====== ITEMS ======
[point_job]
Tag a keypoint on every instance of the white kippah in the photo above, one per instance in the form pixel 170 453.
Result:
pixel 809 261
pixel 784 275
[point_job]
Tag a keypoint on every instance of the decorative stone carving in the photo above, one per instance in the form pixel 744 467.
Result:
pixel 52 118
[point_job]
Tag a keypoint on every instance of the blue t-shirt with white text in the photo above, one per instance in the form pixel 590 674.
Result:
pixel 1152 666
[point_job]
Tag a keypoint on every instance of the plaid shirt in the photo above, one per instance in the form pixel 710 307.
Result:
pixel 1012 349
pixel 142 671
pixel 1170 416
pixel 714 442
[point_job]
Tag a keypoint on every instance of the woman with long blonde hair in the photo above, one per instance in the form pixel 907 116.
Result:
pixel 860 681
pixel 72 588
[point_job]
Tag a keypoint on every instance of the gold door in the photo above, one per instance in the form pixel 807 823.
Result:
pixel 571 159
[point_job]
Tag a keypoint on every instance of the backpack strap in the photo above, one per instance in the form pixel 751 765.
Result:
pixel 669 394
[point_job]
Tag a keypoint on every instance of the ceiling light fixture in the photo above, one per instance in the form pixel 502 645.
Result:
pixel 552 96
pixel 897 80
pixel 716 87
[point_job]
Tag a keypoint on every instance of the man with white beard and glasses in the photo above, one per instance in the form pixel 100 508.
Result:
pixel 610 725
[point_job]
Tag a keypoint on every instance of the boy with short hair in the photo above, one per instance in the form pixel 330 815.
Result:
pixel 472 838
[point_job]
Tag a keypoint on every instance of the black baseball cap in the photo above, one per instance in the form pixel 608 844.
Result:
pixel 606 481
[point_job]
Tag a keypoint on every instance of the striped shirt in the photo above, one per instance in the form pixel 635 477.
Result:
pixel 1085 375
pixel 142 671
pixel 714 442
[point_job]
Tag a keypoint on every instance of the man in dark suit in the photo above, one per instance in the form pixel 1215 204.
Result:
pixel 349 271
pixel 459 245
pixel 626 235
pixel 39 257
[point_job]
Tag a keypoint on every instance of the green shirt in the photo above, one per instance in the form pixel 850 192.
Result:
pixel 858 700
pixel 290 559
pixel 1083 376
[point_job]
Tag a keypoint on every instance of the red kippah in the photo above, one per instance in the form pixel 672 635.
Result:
======
:: EXERCISE PROMPT ::
Print the material verbatim, all of it.

:: RESPONSE FOR THIS EXERCISE ::
[point_job]
Tag a keypoint on every instance of the white kippah in the photo above, one per instance in the form pixel 170 453.
Result:
pixel 809 261
pixel 784 275
[point_job]
Tag a keypoint on every instance of the decorative stone carving in the photo above, one per instance in the form pixel 744 467.
Result:
pixel 52 118
[point_job]
Tag a keypoint on every instance of the blue t-shirt with white text in the photo above, one per instance in the form pixel 590 674.
Result:
pixel 1152 666
[point_job]
Tag a keypoint on every instance of the plaid shirt in the photo above, one per instance in the form pixel 710 307.
Result:
pixel 1012 349
pixel 142 671
pixel 1170 416
pixel 714 442
[point_job]
Tag a keypoint on every instance of the woman with long blonde hair in the photo above, one per instance in the form pixel 907 116.
Result:
pixel 860 681
pixel 72 588
[point_job]
Tag a keypoint on every instance of the gold door in the photo above, one per instance in the form pixel 807 823.
Result:
pixel 571 159
[point_job]
Tag a keypoint on every instance of the backpack strap in the photo above, one per instance in the form pixel 751 765.
Result:
pixel 669 394
[point_job]
Tag a keypoint on every instance of the ceiling light fixture in the photo above, one per instance in the form pixel 502 645.
Result:
pixel 552 96
pixel 897 80
pixel 716 87
[point_job]
Tag a keypoint on every instance of the man with white beard and glasses in the photo above, one per instance in the form pixel 100 508.
Result:
pixel 610 725
[point_job]
Tag a keypoint on every instance of the boy with short hair in the photo above, one per instance in the form pixel 330 815.
Result:
pixel 472 838
[point_job]
Tag a keypoint on every instance of the black baseball cap in the photo above, one per instance in the form pixel 608 844.
Result:
pixel 606 481
[point_job]
Tag a keypoint on every instance of the striped shirt in the photo above, one per instance in the form pixel 635 477.
Result:
pixel 1085 375
pixel 142 671
pixel 714 442
[point_job]
Tag a keypoint on every instance of the man in dark suit in the photo above, one per instance in the form pixel 1215 204.
Result:
pixel 349 271
pixel 459 245
pixel 626 235
pixel 39 257
[point_job]
Tag a keypoint on every instance of the green shirt in the photo above, one per instance in the form pixel 850 192.
Result:
pixel 858 700
pixel 290 559
pixel 1083 376
[point_job]
Tag a keypoint on every instance of the red kippah in the photo above, one per instance in the form pixel 672 635.
Result:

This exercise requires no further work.